• Source material
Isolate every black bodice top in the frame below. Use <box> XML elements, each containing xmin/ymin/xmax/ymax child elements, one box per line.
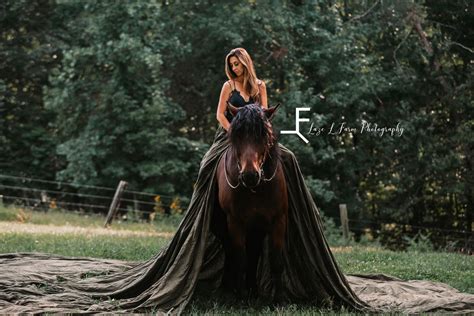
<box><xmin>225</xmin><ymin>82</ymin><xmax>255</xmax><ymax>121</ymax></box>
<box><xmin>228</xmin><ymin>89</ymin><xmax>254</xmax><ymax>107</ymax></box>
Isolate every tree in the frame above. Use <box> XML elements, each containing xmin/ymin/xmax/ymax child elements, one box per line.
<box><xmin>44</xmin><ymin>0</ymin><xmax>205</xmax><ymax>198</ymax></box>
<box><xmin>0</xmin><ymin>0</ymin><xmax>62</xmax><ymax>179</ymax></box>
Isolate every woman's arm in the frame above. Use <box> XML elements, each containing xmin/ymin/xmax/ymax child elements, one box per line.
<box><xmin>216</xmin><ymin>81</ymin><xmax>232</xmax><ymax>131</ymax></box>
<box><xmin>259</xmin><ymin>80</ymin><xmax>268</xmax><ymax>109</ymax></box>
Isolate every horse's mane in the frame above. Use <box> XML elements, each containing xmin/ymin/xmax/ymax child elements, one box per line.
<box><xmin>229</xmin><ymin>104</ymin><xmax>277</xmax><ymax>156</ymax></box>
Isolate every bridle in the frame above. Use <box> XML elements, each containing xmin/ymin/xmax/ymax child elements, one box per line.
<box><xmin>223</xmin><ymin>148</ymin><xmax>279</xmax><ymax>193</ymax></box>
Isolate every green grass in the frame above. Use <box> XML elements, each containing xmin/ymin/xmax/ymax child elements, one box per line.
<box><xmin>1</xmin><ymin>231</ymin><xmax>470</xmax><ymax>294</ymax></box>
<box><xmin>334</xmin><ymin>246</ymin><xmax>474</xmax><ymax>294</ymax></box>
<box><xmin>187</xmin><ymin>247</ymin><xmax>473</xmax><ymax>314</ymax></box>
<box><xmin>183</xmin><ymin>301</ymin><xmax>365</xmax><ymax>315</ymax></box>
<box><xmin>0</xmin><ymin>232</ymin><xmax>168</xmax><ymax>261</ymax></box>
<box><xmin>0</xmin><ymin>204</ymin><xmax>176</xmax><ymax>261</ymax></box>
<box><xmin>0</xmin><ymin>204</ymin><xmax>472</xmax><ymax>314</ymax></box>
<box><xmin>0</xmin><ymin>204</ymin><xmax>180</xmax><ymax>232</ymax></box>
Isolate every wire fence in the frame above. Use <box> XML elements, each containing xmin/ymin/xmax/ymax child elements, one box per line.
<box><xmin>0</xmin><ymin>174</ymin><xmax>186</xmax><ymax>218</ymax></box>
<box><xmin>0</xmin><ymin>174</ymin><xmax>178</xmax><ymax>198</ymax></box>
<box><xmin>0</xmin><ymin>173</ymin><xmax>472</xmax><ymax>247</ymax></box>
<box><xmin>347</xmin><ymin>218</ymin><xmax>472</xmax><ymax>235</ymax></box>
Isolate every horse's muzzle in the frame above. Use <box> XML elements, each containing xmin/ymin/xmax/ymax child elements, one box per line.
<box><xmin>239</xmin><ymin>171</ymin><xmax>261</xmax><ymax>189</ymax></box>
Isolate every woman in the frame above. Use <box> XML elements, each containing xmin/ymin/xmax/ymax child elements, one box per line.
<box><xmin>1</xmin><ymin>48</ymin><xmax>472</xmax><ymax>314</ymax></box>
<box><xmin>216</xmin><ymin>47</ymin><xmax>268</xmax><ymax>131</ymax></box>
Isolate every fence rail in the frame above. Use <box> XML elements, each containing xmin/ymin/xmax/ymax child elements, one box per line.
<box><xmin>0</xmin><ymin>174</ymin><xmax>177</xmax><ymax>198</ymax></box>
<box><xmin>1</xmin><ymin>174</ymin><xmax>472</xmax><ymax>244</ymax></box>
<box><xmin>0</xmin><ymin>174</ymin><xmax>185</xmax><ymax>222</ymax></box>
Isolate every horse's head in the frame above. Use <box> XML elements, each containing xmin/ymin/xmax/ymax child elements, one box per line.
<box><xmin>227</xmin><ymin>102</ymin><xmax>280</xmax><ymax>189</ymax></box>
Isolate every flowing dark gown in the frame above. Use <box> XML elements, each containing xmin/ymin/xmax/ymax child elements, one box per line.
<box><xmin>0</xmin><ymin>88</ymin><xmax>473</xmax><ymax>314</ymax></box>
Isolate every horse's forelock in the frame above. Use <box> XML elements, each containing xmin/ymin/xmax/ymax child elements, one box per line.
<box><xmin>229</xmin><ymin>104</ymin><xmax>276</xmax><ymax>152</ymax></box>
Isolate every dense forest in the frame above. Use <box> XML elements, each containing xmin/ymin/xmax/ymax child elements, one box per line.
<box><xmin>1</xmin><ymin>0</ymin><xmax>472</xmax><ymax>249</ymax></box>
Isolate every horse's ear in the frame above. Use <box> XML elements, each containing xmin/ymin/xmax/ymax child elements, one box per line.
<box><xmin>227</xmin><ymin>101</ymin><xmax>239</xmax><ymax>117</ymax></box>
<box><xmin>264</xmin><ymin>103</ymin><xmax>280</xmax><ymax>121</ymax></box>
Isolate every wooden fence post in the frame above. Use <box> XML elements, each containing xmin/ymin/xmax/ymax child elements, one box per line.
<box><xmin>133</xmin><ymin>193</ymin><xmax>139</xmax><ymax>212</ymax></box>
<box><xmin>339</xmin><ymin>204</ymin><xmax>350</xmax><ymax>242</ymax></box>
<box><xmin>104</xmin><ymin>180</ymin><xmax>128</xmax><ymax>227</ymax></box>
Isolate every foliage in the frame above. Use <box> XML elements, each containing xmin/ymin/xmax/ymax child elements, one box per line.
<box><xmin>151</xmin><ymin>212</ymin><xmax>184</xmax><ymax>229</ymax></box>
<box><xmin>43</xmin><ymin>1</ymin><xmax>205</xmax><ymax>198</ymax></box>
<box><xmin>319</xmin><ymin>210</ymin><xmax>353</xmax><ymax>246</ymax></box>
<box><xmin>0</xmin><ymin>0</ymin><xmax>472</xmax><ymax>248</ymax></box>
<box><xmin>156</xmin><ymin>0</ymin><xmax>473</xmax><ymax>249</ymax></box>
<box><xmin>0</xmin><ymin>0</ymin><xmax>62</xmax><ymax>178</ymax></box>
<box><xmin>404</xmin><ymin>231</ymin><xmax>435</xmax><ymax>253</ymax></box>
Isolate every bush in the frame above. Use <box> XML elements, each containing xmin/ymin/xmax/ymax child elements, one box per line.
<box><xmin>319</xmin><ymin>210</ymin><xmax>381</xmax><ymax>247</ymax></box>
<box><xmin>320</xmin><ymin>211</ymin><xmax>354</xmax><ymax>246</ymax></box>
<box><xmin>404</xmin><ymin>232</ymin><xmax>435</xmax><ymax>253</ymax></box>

• Your task
Write the entries out again word for word. Omit all pictures from them.

• Answer section
Isolate every black bodice top in the frame below. Use <box> XML elements, each containing xmin/ymin/xmax/ymax child elements, one box per line.
<box><xmin>225</xmin><ymin>82</ymin><xmax>255</xmax><ymax>121</ymax></box>
<box><xmin>228</xmin><ymin>89</ymin><xmax>254</xmax><ymax>107</ymax></box>
Isolate every tree in the frame above. Use <box> XML elements, each containing xmin/ymin/xmax/ymax child elements, one box per line.
<box><xmin>44</xmin><ymin>0</ymin><xmax>205</xmax><ymax>198</ymax></box>
<box><xmin>0</xmin><ymin>0</ymin><xmax>62</xmax><ymax>179</ymax></box>
Isolate every woman's arm in the frame above. Use <box> XML elements, each containing xmin/ymin/xmax/ymax child elements, one box per line.
<box><xmin>216</xmin><ymin>81</ymin><xmax>232</xmax><ymax>131</ymax></box>
<box><xmin>259</xmin><ymin>80</ymin><xmax>268</xmax><ymax>109</ymax></box>
Isolate every horse's mane in the frame above. Use <box> XML elements, each containing xmin/ymin/xmax/ymax child elements, one box per line.
<box><xmin>229</xmin><ymin>104</ymin><xmax>277</xmax><ymax>156</ymax></box>
Isolate every bridle in the frame above. Use <box> XML elements, each containing xmin/ymin/xmax/ymax child elements, one box per line.
<box><xmin>223</xmin><ymin>148</ymin><xmax>279</xmax><ymax>193</ymax></box>
Isolate every green grass in the frame above. Use <box> XML elements, each containing xmin/ymin/xmax/ymax child elements, one box per line.
<box><xmin>1</xmin><ymin>231</ymin><xmax>470</xmax><ymax>294</ymax></box>
<box><xmin>334</xmin><ymin>246</ymin><xmax>474</xmax><ymax>294</ymax></box>
<box><xmin>187</xmin><ymin>247</ymin><xmax>473</xmax><ymax>314</ymax></box>
<box><xmin>183</xmin><ymin>301</ymin><xmax>365</xmax><ymax>315</ymax></box>
<box><xmin>0</xmin><ymin>232</ymin><xmax>168</xmax><ymax>261</ymax></box>
<box><xmin>0</xmin><ymin>204</ymin><xmax>176</xmax><ymax>261</ymax></box>
<box><xmin>0</xmin><ymin>204</ymin><xmax>472</xmax><ymax>314</ymax></box>
<box><xmin>0</xmin><ymin>204</ymin><xmax>180</xmax><ymax>232</ymax></box>
Isolate every wire fence in the frame above. Use <box> XML elements, each containing xmin/ymin/xmax/ymax child elements, one box per line.
<box><xmin>0</xmin><ymin>174</ymin><xmax>186</xmax><ymax>218</ymax></box>
<box><xmin>0</xmin><ymin>174</ymin><xmax>178</xmax><ymax>198</ymax></box>
<box><xmin>0</xmin><ymin>173</ymin><xmax>472</xmax><ymax>247</ymax></box>
<box><xmin>347</xmin><ymin>218</ymin><xmax>472</xmax><ymax>235</ymax></box>
Isolate every horse's muzzle in the frame above. Use <box> XML elements, each containing xmin/ymin/xmax/ymax child elements, one box per line.
<box><xmin>239</xmin><ymin>171</ymin><xmax>261</xmax><ymax>189</ymax></box>
Isolate every woman in the frame above. Use <box> XML elements, each containing xmin/ymin/xmax/ymax child elements, one box per line.
<box><xmin>1</xmin><ymin>48</ymin><xmax>472</xmax><ymax>314</ymax></box>
<box><xmin>216</xmin><ymin>47</ymin><xmax>268</xmax><ymax>131</ymax></box>
Isolate every fence rail in the frame above. Use <box> XML elements, each containing xmin/ymin/xmax/ymax child elements, one box per line.
<box><xmin>0</xmin><ymin>174</ymin><xmax>177</xmax><ymax>198</ymax></box>
<box><xmin>1</xmin><ymin>174</ymin><xmax>472</xmax><ymax>244</ymax></box>
<box><xmin>0</xmin><ymin>174</ymin><xmax>185</xmax><ymax>222</ymax></box>
Isolate every horse's head in the frame above. Use <box> XML elements, each containing xmin/ymin/xmax/ymax child elements, one box per line.
<box><xmin>227</xmin><ymin>102</ymin><xmax>280</xmax><ymax>189</ymax></box>
Isolate every flowing dark gown in the frame above. Use <box> XML elements, each containing xmin/ymin/xmax/ymax child elements, one box per line.
<box><xmin>0</xmin><ymin>88</ymin><xmax>473</xmax><ymax>314</ymax></box>
Isolate every horse's forelock in the frame above. Use <box> XML elements, each containing xmin/ymin/xmax/ymax child elements, one box per line.
<box><xmin>229</xmin><ymin>104</ymin><xmax>276</xmax><ymax>152</ymax></box>
Isolate every dense forest in the frame above. Use <box> XML elements, each containing xmin/ymin/xmax/ymax child elements, one box per line.
<box><xmin>1</xmin><ymin>0</ymin><xmax>472</xmax><ymax>249</ymax></box>
Isolate every horse's ear in the frame above. Use <box> XML elements, each containing xmin/ymin/xmax/ymax child elements, one box per line.
<box><xmin>227</xmin><ymin>101</ymin><xmax>239</xmax><ymax>117</ymax></box>
<box><xmin>264</xmin><ymin>103</ymin><xmax>280</xmax><ymax>121</ymax></box>
Isolate every wooden fence post in the frame above. Use <box> XML elements, each containing xmin/ymin/xmax/ymax child elements, one box per line.
<box><xmin>133</xmin><ymin>193</ymin><xmax>139</xmax><ymax>212</ymax></box>
<box><xmin>339</xmin><ymin>204</ymin><xmax>350</xmax><ymax>242</ymax></box>
<box><xmin>104</xmin><ymin>180</ymin><xmax>128</xmax><ymax>227</ymax></box>
Isolate every foliage in the frame above. Use <box> XML elements, each containing xmin/ymin/xmax/ymax child elements, one box per line.
<box><xmin>151</xmin><ymin>212</ymin><xmax>184</xmax><ymax>229</ymax></box>
<box><xmin>43</xmin><ymin>1</ymin><xmax>205</xmax><ymax>198</ymax></box>
<box><xmin>319</xmin><ymin>210</ymin><xmax>353</xmax><ymax>246</ymax></box>
<box><xmin>0</xmin><ymin>0</ymin><xmax>472</xmax><ymax>248</ymax></box>
<box><xmin>156</xmin><ymin>0</ymin><xmax>473</xmax><ymax>249</ymax></box>
<box><xmin>0</xmin><ymin>0</ymin><xmax>62</xmax><ymax>178</ymax></box>
<box><xmin>404</xmin><ymin>231</ymin><xmax>435</xmax><ymax>253</ymax></box>
Isolate every bush in the frame above. Use <box> XML elements, each containing xmin/ymin/xmax/ymax child elements, one box per line.
<box><xmin>319</xmin><ymin>210</ymin><xmax>381</xmax><ymax>247</ymax></box>
<box><xmin>320</xmin><ymin>211</ymin><xmax>354</xmax><ymax>246</ymax></box>
<box><xmin>404</xmin><ymin>232</ymin><xmax>435</xmax><ymax>253</ymax></box>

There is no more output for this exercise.